Document passage:
[start]

Actually the data shows a net cooling in the United states over the last 100 years, certainly the last 90. The .6° is global estimate.

Owen Jennings
Reply to  Rhys Read
February 21, 2020 12:00 pm

Last year’s annual average temperature is actually lower than the equivalent in 1900 – 119 years ago – according to NOAA. Too many people are fooled by anomoly graphs.

Geoff Sherrington
Reply to  Charles Higley
February 21, 2020 2:12 pm

CH,
But sunlight is a major input for growth. Perhaps you can invoke the logic of greenhouse gas warming theorists and proclaim as fact that more CO2 might not add to yields at night, but it slows the loss of yields.

Reply to  Geoff Sherrington
February 22, 2020 5:37 am

What makes you think that grains like corn and soybeans don’t grow at night? Even the lowly dandelion will show large growth overnight after being mowed off in a lawn.

4TimesAYear
Reply to  Charles Higley
February 22, 2020 5:00 am

And we can blame warmer nights on the massive numbers of wind turbines – in part.

Michael Jankowski
February 21, 2020 6:55 am

GCMs are bad enough. Continental worse. Regional even worse. Down to the state level? Utter joke.

MarkW
Reply to  Michael Jankowski
February 21, 2020 7:07 am

Even the modelers say that anything below global scale is worthless.

Climate science, the only field of human endeavor where averaging a whole bunch of wrong answers results in good data.

Latitude
Reply to  MarkW
February 21, 2020 7:22 am

…and it’s models all the way down

that’s the reason there’s so many contradictions….the models really are crap and can predict anything

Pillage Idiot
Reply to  Latitude
February 21, 2020 8:24 am

That turtle on the very bottom is really carrying an impressive load!

RetiredEE
Reply to  MarkW
February 21, 2020 9:41 am

An actual experience years ago. When introduced to a software cost estimation tool a manager said “this is great, I can get any answer I want!” Times change but people with an agenda don’t.

Dan-O
February 21, 2020 6:55 am

#1 crop in the US is corn and a large percent it is used for ethanol. My personal experience
with E10 & E15 fuel has not been favorable. I had several equipment failures in
small engines that were expensive to repair and now exclusively use premium non-ethanol
fuel for all small engines. I also found that in automotive use my mileage with E15 fuel
was aprox 15% lower than fuel from a non ethanol source. This program in my view needs
to be abolished, but it won’t because of the corrupt nature of our government It looks
like the E fuel program is a branch of the climate change tribe to me.

[end]

What you need to do: Write out the part of the comment thread that opens with the words containing "Even the modelers" and closes with "in good data.", swapping "worthless" for "unreliable".

Records of labeled points

[start]

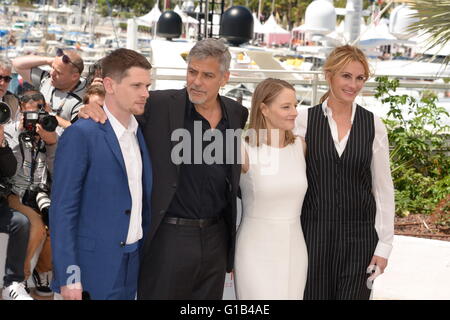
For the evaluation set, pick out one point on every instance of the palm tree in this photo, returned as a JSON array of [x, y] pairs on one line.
[[434, 17]]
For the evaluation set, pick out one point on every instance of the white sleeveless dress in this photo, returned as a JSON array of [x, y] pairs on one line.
[[271, 258]]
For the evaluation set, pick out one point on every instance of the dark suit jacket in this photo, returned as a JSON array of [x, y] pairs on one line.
[[164, 112]]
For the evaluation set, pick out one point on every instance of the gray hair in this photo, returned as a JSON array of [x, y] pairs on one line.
[[214, 48], [5, 64]]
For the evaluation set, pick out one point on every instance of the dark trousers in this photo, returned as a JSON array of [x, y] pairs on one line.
[[125, 286], [185, 262], [18, 227]]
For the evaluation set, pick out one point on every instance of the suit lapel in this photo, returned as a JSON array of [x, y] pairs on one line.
[[177, 108], [146, 166], [113, 143]]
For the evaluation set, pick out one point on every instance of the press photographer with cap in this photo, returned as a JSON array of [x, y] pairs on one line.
[[63, 87], [13, 223], [32, 138], [5, 78]]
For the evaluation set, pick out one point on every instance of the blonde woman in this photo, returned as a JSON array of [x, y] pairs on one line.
[[271, 258], [348, 212]]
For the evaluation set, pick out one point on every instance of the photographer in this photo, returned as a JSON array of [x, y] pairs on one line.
[[5, 78], [63, 87], [16, 225], [34, 149]]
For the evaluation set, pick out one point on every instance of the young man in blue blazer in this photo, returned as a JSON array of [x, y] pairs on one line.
[[102, 184]]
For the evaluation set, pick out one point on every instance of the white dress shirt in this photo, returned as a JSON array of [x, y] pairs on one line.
[[382, 186], [133, 164]]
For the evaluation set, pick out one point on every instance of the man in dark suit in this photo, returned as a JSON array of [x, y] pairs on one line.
[[101, 190], [190, 245]]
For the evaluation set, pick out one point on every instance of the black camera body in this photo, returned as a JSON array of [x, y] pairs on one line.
[[37, 197], [31, 118], [5, 189]]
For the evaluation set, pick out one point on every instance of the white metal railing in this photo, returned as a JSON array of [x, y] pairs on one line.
[[310, 79]]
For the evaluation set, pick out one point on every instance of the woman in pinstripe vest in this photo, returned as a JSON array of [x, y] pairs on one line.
[[348, 211]]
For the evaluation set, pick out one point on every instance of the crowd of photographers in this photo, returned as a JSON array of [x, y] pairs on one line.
[[31, 120]]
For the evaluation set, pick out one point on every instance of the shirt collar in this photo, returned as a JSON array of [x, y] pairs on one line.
[[118, 128], [191, 108], [327, 111]]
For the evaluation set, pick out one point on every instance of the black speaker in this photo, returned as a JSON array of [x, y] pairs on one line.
[[169, 25], [236, 25]]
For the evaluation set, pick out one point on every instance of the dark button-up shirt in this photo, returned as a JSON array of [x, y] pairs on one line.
[[203, 188]]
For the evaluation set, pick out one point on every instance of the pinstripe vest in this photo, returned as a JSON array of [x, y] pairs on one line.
[[339, 188]]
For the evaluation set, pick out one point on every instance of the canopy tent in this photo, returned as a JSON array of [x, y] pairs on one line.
[[151, 18], [257, 26], [273, 33], [376, 35], [184, 17], [47, 8], [189, 23]]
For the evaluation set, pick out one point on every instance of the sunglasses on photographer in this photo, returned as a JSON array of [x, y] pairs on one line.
[[35, 97], [5, 78], [65, 58]]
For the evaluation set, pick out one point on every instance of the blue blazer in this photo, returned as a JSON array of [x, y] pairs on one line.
[[90, 208]]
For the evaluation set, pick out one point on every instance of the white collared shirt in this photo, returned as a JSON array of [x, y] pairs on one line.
[[382, 186], [131, 153]]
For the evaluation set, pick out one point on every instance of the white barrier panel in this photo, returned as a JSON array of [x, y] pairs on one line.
[[417, 269]]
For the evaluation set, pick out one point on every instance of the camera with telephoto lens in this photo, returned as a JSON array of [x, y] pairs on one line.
[[5, 113], [31, 118], [5, 189], [37, 197]]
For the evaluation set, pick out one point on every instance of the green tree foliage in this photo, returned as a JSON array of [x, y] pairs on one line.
[[420, 144], [136, 7], [434, 18], [293, 10]]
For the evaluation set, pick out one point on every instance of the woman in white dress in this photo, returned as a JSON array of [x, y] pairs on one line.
[[271, 258]]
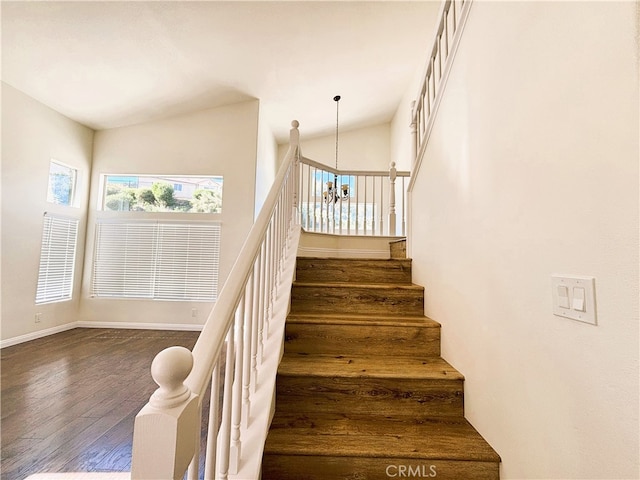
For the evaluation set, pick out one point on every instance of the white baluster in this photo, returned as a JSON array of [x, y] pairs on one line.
[[214, 424], [236, 402], [392, 198], [414, 133], [225, 428], [247, 344], [164, 429], [255, 322]]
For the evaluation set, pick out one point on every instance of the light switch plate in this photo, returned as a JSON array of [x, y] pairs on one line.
[[589, 314]]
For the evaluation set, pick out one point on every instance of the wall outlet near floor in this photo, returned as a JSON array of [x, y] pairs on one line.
[[574, 297]]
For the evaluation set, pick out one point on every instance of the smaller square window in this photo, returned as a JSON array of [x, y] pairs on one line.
[[62, 184]]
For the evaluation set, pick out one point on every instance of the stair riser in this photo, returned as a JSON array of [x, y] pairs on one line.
[[353, 270], [286, 467], [359, 300], [418, 398], [362, 340]]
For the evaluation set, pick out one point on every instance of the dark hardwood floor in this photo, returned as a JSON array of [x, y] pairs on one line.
[[68, 401]]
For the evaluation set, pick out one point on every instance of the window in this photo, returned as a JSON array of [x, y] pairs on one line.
[[156, 260], [57, 259], [62, 184], [147, 193]]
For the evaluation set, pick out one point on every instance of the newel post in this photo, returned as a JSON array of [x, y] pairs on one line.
[[165, 428], [392, 198]]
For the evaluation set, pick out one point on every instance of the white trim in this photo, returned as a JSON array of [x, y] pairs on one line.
[[27, 337], [455, 42], [187, 327], [342, 253]]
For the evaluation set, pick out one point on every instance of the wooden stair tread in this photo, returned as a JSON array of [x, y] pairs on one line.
[[336, 434], [373, 285], [363, 366], [355, 319]]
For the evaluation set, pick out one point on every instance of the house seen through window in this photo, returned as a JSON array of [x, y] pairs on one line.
[[62, 183], [162, 193]]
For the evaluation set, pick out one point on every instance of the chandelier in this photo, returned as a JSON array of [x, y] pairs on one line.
[[332, 194]]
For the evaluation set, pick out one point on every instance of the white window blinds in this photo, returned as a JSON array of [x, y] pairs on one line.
[[155, 260], [57, 259]]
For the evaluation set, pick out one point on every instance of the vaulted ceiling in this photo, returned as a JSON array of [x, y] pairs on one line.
[[109, 64]]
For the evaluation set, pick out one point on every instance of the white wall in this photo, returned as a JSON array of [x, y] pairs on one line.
[[362, 149], [220, 141], [32, 135], [532, 169], [266, 162]]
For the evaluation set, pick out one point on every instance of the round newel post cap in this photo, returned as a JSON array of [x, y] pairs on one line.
[[169, 370]]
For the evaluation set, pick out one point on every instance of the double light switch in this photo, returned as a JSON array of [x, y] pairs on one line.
[[574, 297]]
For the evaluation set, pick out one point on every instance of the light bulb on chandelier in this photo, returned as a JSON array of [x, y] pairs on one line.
[[332, 195]]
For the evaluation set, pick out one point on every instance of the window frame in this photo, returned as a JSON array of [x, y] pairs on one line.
[[58, 252]]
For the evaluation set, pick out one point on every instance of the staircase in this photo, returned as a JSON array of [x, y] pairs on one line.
[[362, 392]]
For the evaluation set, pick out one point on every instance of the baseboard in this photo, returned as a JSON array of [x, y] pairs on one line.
[[120, 325], [188, 327], [36, 335], [341, 253]]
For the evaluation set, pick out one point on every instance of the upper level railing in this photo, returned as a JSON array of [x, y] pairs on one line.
[[452, 18], [346, 202], [233, 364]]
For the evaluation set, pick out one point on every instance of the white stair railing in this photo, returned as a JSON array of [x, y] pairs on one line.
[[452, 18], [346, 202], [236, 353]]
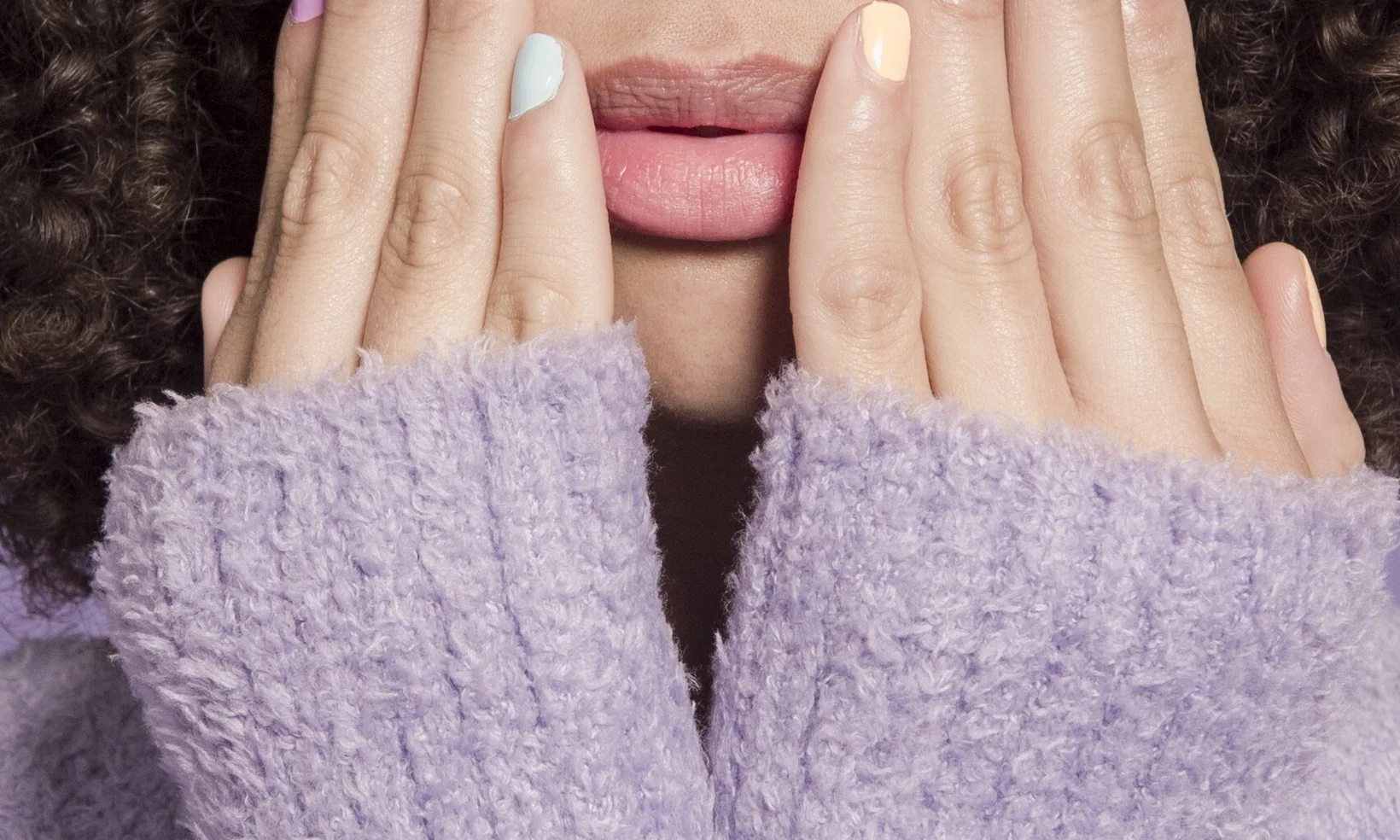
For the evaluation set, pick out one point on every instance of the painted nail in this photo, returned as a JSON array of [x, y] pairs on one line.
[[885, 39], [1315, 301], [306, 10], [540, 67]]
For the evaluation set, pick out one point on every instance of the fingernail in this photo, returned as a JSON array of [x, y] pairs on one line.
[[885, 39], [306, 10], [1315, 301], [540, 67]]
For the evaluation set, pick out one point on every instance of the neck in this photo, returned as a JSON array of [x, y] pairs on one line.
[[700, 490]]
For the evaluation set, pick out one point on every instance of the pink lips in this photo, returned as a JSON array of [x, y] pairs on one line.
[[702, 153]]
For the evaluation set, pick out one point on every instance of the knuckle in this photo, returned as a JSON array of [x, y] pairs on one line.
[[529, 303], [288, 87], [1159, 39], [325, 174], [428, 225], [1193, 220], [983, 207], [1087, 9], [455, 17], [868, 295], [969, 11], [1111, 181]]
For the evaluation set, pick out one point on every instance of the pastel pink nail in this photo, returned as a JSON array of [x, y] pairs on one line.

[end]

Solution for this exercise:
Even the modelers say that anything below global scale is unreliable.

Climate science, the only field of human endeavor where averaging a whole bunch of wrong answers results in good data.